EXERCISE MATERIALS:
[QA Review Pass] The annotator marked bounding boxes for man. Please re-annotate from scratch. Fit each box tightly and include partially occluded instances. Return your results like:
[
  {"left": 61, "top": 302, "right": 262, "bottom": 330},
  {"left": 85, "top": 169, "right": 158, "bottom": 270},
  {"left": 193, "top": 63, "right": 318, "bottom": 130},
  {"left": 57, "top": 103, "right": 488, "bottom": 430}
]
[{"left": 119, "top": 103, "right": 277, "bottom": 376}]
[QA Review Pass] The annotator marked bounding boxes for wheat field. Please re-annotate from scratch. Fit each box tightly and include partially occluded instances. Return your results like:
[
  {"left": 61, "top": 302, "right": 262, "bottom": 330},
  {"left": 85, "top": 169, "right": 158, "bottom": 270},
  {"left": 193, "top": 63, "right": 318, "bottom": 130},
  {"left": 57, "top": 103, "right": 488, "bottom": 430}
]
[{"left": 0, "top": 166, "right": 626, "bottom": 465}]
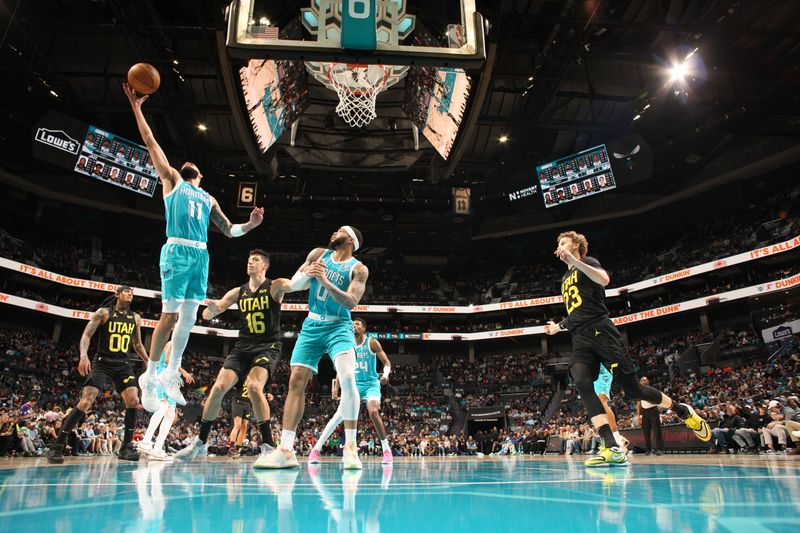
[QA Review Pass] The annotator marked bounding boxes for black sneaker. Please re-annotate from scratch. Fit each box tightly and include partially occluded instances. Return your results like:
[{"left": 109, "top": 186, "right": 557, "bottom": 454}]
[
  {"left": 119, "top": 442, "right": 139, "bottom": 461},
  {"left": 47, "top": 444, "right": 64, "bottom": 465}
]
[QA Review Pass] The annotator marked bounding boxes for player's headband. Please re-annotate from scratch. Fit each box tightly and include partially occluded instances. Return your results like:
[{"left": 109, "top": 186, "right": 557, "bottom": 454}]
[{"left": 342, "top": 226, "right": 361, "bottom": 252}]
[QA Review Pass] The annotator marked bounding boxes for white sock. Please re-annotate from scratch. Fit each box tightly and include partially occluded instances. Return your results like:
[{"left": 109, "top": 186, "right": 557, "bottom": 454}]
[
  {"left": 314, "top": 409, "right": 343, "bottom": 452},
  {"left": 281, "top": 429, "right": 295, "bottom": 450},
  {"left": 153, "top": 405, "right": 176, "bottom": 451},
  {"left": 142, "top": 402, "right": 169, "bottom": 444}
]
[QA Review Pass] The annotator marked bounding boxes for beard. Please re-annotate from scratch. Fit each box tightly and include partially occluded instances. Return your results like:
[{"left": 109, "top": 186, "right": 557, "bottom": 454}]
[{"left": 328, "top": 237, "right": 347, "bottom": 250}]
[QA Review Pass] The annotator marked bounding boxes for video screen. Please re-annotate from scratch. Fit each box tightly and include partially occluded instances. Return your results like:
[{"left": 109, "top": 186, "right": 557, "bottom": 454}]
[
  {"left": 536, "top": 144, "right": 617, "bottom": 207},
  {"left": 74, "top": 126, "right": 158, "bottom": 197}
]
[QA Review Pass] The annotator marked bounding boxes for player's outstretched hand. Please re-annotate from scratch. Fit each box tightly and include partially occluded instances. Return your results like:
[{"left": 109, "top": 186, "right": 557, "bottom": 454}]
[
  {"left": 78, "top": 357, "right": 92, "bottom": 377},
  {"left": 122, "top": 83, "right": 149, "bottom": 110},
  {"left": 555, "top": 248, "right": 575, "bottom": 265},
  {"left": 544, "top": 320, "right": 561, "bottom": 335},
  {"left": 306, "top": 258, "right": 325, "bottom": 278},
  {"left": 250, "top": 207, "right": 264, "bottom": 228}
]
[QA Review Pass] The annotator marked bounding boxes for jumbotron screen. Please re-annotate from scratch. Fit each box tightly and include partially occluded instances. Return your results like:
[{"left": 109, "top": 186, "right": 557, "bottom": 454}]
[{"left": 536, "top": 144, "right": 617, "bottom": 207}]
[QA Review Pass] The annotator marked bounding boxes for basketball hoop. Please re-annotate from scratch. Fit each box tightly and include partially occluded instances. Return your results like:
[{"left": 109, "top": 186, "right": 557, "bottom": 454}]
[{"left": 323, "top": 63, "right": 389, "bottom": 128}]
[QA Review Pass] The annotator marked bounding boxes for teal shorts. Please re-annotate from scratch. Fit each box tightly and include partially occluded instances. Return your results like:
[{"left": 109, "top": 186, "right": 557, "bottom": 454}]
[
  {"left": 356, "top": 381, "right": 381, "bottom": 402},
  {"left": 158, "top": 243, "right": 208, "bottom": 313},
  {"left": 290, "top": 317, "right": 356, "bottom": 374}
]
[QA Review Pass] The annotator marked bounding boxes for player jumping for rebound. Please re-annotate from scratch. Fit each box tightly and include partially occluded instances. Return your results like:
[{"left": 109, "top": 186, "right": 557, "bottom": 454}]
[
  {"left": 308, "top": 318, "right": 392, "bottom": 464},
  {"left": 47, "top": 285, "right": 147, "bottom": 464},
  {"left": 544, "top": 231, "right": 711, "bottom": 466},
  {"left": 123, "top": 84, "right": 264, "bottom": 412},
  {"left": 175, "top": 250, "right": 292, "bottom": 467},
  {"left": 255, "top": 226, "right": 369, "bottom": 469}
]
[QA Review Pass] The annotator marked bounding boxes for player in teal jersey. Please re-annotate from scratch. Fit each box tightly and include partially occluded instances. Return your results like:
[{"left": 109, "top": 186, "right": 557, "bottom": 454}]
[
  {"left": 260, "top": 226, "right": 369, "bottom": 469},
  {"left": 308, "top": 318, "right": 393, "bottom": 464},
  {"left": 123, "top": 84, "right": 264, "bottom": 412}
]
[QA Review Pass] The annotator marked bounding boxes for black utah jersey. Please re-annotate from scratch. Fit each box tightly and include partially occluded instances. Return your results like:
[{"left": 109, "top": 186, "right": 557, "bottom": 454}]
[
  {"left": 236, "top": 279, "right": 281, "bottom": 346},
  {"left": 561, "top": 256, "right": 608, "bottom": 331}
]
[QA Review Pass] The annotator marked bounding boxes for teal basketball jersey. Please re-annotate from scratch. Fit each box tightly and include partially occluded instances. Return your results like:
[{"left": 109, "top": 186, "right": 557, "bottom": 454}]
[
  {"left": 308, "top": 250, "right": 359, "bottom": 319},
  {"left": 356, "top": 336, "right": 378, "bottom": 383},
  {"left": 164, "top": 180, "right": 211, "bottom": 242}
]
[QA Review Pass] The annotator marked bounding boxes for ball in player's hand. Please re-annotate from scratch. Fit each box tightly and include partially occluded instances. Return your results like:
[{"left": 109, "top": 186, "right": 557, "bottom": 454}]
[{"left": 128, "top": 63, "right": 161, "bottom": 94}]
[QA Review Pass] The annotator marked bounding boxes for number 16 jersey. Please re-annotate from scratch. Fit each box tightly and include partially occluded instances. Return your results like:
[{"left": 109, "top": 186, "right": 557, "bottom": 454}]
[
  {"left": 561, "top": 256, "right": 608, "bottom": 332},
  {"left": 236, "top": 279, "right": 281, "bottom": 348}
]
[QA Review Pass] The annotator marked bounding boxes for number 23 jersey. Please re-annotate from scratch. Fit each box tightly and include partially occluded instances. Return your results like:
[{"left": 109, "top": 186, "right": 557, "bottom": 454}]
[{"left": 561, "top": 256, "right": 608, "bottom": 331}]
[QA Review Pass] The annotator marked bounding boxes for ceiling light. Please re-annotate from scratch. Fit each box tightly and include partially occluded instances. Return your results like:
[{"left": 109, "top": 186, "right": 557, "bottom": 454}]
[{"left": 669, "top": 63, "right": 689, "bottom": 82}]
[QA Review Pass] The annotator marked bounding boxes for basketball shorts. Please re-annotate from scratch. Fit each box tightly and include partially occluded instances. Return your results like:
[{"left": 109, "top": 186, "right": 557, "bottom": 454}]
[
  {"left": 83, "top": 357, "right": 136, "bottom": 394},
  {"left": 222, "top": 342, "right": 281, "bottom": 384},
  {"left": 290, "top": 317, "right": 356, "bottom": 374},
  {"left": 356, "top": 381, "right": 381, "bottom": 402},
  {"left": 158, "top": 243, "right": 208, "bottom": 313},
  {"left": 594, "top": 364, "right": 616, "bottom": 400},
  {"left": 570, "top": 318, "right": 636, "bottom": 380},
  {"left": 156, "top": 365, "right": 177, "bottom": 407},
  {"left": 231, "top": 394, "right": 253, "bottom": 420}
]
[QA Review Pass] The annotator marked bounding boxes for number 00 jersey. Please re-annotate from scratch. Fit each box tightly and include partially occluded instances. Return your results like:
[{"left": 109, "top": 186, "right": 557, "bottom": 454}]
[
  {"left": 97, "top": 307, "right": 136, "bottom": 361},
  {"left": 236, "top": 279, "right": 281, "bottom": 347},
  {"left": 561, "top": 256, "right": 608, "bottom": 331}
]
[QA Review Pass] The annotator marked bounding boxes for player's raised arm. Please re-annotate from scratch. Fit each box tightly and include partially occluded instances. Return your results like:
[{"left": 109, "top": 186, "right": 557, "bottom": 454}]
[
  {"left": 122, "top": 83, "right": 181, "bottom": 195},
  {"left": 132, "top": 313, "right": 150, "bottom": 363},
  {"left": 78, "top": 307, "right": 108, "bottom": 376},
  {"left": 369, "top": 338, "right": 392, "bottom": 385},
  {"left": 211, "top": 198, "right": 264, "bottom": 238},
  {"left": 286, "top": 248, "right": 325, "bottom": 290},
  {"left": 306, "top": 261, "right": 369, "bottom": 309},
  {"left": 203, "top": 287, "right": 239, "bottom": 320}
]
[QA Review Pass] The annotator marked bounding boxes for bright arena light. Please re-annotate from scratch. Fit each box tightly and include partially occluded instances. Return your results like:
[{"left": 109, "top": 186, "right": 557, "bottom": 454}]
[{"left": 669, "top": 62, "right": 689, "bottom": 81}]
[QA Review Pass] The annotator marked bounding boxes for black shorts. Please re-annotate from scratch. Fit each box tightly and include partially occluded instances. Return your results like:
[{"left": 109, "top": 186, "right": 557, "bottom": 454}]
[
  {"left": 222, "top": 342, "right": 281, "bottom": 385},
  {"left": 569, "top": 318, "right": 636, "bottom": 380},
  {"left": 83, "top": 357, "right": 137, "bottom": 394}
]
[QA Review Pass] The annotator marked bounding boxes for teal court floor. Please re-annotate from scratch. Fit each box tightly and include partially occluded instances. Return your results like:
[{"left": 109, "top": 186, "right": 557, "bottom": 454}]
[{"left": 0, "top": 455, "right": 800, "bottom": 533}]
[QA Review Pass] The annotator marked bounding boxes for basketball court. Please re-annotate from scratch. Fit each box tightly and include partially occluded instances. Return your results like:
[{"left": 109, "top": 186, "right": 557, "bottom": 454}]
[
  {"left": 0, "top": 455, "right": 800, "bottom": 533},
  {"left": 0, "top": 0, "right": 800, "bottom": 533}
]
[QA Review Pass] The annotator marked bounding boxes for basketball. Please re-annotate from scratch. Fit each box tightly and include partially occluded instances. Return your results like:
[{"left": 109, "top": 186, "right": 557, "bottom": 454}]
[{"left": 128, "top": 63, "right": 161, "bottom": 94}]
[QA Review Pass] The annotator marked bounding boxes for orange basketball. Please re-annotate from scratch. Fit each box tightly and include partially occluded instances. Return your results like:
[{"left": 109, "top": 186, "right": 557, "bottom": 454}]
[{"left": 128, "top": 63, "right": 161, "bottom": 94}]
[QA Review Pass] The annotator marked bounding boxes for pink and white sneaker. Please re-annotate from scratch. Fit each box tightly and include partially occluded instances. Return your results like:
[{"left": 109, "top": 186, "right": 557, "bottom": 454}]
[{"left": 308, "top": 449, "right": 319, "bottom": 465}]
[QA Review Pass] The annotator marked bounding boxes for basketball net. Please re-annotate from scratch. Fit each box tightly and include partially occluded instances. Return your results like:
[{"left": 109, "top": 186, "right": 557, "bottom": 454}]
[{"left": 325, "top": 63, "right": 389, "bottom": 128}]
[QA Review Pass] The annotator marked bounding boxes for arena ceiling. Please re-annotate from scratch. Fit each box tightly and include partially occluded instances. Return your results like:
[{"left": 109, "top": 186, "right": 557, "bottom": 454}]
[{"left": 0, "top": 0, "right": 800, "bottom": 254}]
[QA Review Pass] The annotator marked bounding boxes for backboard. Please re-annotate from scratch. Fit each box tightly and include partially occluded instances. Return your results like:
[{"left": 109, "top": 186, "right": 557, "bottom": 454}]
[{"left": 227, "top": 0, "right": 486, "bottom": 70}]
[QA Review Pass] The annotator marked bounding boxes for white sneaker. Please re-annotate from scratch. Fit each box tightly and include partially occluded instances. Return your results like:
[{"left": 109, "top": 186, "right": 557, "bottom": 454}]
[
  {"left": 342, "top": 442, "right": 363, "bottom": 470},
  {"left": 174, "top": 438, "right": 208, "bottom": 461},
  {"left": 158, "top": 370, "right": 186, "bottom": 405},
  {"left": 253, "top": 446, "right": 300, "bottom": 468},
  {"left": 136, "top": 441, "right": 153, "bottom": 455},
  {"left": 147, "top": 450, "right": 175, "bottom": 463},
  {"left": 139, "top": 372, "right": 161, "bottom": 413}
]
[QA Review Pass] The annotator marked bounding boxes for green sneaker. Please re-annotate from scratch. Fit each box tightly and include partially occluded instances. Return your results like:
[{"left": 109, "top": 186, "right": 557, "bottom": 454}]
[{"left": 584, "top": 446, "right": 628, "bottom": 466}]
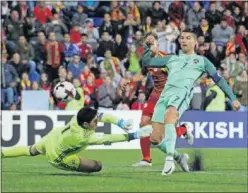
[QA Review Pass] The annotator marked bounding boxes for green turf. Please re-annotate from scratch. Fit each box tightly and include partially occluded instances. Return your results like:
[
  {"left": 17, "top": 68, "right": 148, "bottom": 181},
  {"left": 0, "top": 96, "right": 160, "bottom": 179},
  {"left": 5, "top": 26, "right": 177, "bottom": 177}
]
[{"left": 2, "top": 149, "right": 247, "bottom": 192}]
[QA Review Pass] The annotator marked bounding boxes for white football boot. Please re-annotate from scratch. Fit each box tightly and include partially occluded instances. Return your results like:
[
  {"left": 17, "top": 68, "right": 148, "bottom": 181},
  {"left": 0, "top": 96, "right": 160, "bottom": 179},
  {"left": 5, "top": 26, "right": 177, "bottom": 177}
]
[
  {"left": 182, "top": 123, "right": 194, "bottom": 145},
  {"left": 162, "top": 156, "right": 175, "bottom": 176},
  {"left": 177, "top": 153, "right": 190, "bottom": 172},
  {"left": 132, "top": 160, "right": 152, "bottom": 167}
]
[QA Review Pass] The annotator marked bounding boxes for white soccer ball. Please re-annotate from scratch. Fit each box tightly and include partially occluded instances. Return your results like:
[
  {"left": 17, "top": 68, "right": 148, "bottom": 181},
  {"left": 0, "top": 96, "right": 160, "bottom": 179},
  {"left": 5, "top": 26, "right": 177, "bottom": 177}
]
[{"left": 53, "top": 81, "right": 76, "bottom": 102}]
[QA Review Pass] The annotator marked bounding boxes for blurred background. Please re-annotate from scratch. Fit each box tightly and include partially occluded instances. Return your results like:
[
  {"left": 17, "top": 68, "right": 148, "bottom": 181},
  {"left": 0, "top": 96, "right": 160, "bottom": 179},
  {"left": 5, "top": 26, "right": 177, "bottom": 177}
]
[{"left": 1, "top": 1, "right": 248, "bottom": 111}]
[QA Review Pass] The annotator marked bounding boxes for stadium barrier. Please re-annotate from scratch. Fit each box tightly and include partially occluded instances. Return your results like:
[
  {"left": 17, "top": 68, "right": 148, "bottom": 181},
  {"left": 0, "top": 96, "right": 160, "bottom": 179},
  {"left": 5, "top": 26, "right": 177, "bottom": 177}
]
[{"left": 1, "top": 111, "right": 248, "bottom": 149}]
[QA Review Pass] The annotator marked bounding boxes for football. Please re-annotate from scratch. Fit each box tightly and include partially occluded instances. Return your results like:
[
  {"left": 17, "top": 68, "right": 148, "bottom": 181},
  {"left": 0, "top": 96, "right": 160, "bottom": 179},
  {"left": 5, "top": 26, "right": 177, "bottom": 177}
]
[{"left": 53, "top": 81, "right": 76, "bottom": 102}]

WORK TO BE COMPLETED:
Count how many lines of the data above contain the string "screen". Reply with the number alone.

WRITTEN SOLUTION:
2